Passage shown section start
Balázs Könnyű^* , Tamás Czárán^1,2* and Eörs Szathmáry^1,2,3,4

¹  Institute of Biology, Eötvös University, Pázmány P. sétány 1/c, H-1117 Budapest, Hungary

²  Theoretical Biology and Ecology Research Group, Eötvös University, Pázmány P. sétány 1/c, H-1117 Budapest, Hungary

³  Collegium Budapest, Institute for Advanced Study, Szentháromság u. 2, H-1014 Budapest, Hungary

⁴  Parmenides Centre for the Study of Thinking, 14a Kardinal Faulhauber Strasse, D-80333 Munich, Germany

author email corresponding author email* Contributed equally

BMC Evolutionary Biology 2008, 8:267doi:10.1186/1471-2148-8-267

Published:	30 September 2008

Abstract

Background

The remarkable potential of recent forms of life for reliably passing on genetic information through many generations now depends on the coordinated action of thousands of specialized biochemical "machines" (enzymes) that were obviously absent in prebiotic times. Thus the question how a complicated system like the living cell could have assembled on Earth seems puzzling. In seeking for a scientific explanation one has to search for step-by-step evolutionary changes from prebiotic chemistry to the emergence of the first proto-cell.
Passage shown section end
Given records section start
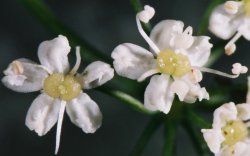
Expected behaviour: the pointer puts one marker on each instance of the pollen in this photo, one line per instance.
(62, 86)
(234, 131)
(173, 64)
(246, 4)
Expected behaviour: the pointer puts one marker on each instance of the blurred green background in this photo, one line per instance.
(104, 24)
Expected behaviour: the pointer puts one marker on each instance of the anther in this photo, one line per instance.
(231, 7)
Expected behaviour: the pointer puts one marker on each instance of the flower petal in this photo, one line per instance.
(223, 114)
(132, 61)
(165, 31)
(42, 114)
(158, 95)
(189, 90)
(84, 113)
(214, 138)
(22, 75)
(244, 28)
(53, 54)
(96, 74)
(243, 111)
(199, 51)
(223, 24)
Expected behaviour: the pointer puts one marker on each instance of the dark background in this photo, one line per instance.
(105, 24)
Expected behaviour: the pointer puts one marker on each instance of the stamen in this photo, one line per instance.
(59, 125)
(188, 30)
(231, 47)
(243, 70)
(145, 36)
(146, 14)
(147, 74)
(231, 7)
(78, 61)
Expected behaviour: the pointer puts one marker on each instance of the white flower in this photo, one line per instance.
(231, 19)
(177, 56)
(60, 88)
(229, 135)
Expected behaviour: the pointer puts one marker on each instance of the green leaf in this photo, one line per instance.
(127, 99)
(204, 23)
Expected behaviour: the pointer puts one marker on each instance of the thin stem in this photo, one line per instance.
(127, 99)
(198, 120)
(203, 27)
(196, 136)
(41, 11)
(149, 130)
(137, 6)
(170, 135)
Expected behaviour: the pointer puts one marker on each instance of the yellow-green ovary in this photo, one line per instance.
(234, 131)
(174, 64)
(62, 86)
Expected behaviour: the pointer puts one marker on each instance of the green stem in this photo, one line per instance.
(198, 120)
(137, 6)
(45, 16)
(204, 23)
(127, 99)
(196, 137)
(215, 55)
(146, 135)
(170, 135)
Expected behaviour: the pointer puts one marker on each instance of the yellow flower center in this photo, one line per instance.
(174, 64)
(62, 86)
(234, 131)
(246, 4)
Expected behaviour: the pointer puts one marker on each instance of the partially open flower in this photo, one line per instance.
(229, 135)
(61, 89)
(231, 19)
(177, 58)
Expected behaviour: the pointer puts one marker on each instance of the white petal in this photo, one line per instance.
(243, 111)
(132, 61)
(84, 113)
(248, 90)
(180, 88)
(165, 31)
(96, 74)
(244, 28)
(23, 75)
(214, 138)
(222, 24)
(223, 114)
(193, 90)
(42, 114)
(158, 95)
(53, 54)
(199, 52)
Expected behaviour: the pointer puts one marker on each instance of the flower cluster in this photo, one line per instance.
(230, 129)
(175, 61)
(176, 55)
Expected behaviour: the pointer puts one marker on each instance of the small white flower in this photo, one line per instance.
(61, 89)
(231, 19)
(229, 135)
(176, 55)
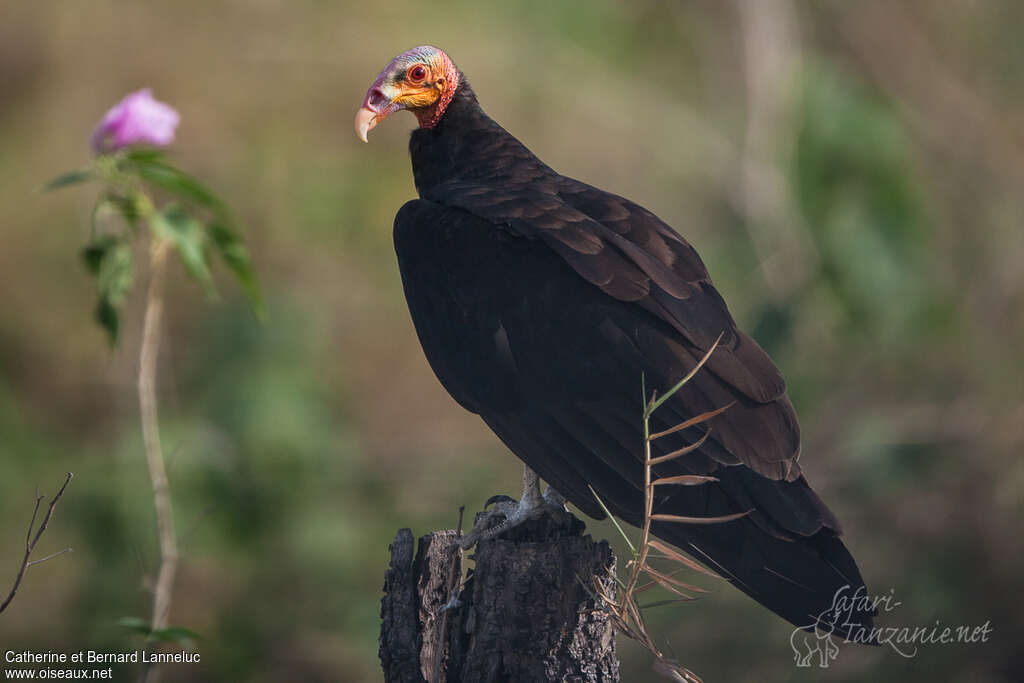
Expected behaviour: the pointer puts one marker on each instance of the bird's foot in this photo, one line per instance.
(503, 513)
Given records section end
» **Problems and tasks**:
**1)** Answer these questions about the origin-of-life article, one answer per line, marked as the questions are:
(a) What publication date does it give?
(b) Which of the listed affiliations is located in Munich, Germany?
(c) According to the Background section, what were obviously absent in prebiotic times?
**2)** Pick up the origin-of-life article after its final sentence and continue writing it.
The material has nothing to do with the tasks that use the article.

» **Outputs in order**:
**1)**
(a) 30 September 2008
(b) Parmenides Centre for the Study of Thinking
(c) The thousands of specialized biochemical "machines" (enzymes)

**2)**
Results

We try to sketch a plausible scenario for the first steps of prebiotic evolution by exploring the ecological feasibility of a mineral surface-bound replicator system that facilitates a primitive metabolism. Metabolism is a hypothetical network of simple chemical reactions producing monomers for the template-copying of RNA-like replicators, which in turn catalyse metabolic reactions. Using stochastic cellular automata (SCA) simulations we show that the surface-bound metabolic replicator system is viable despite internal competition among the genes and that it also maintains a set of mild "parasitic" sequences which occasionally evolve functions such as that of a replicase.

Conclusion

Replicase activity is shown to increase even at the expense of slowing down the replication of the evolving ribozyme itself, due to indirect mutualistic benefits in a diffuse form of group selection among neighbouring replicators. We suggest possible paths for further evolutionary changes in the metabolic replicator system leading to increased metabolic efficiency, improved replicase functionality, and membrane production.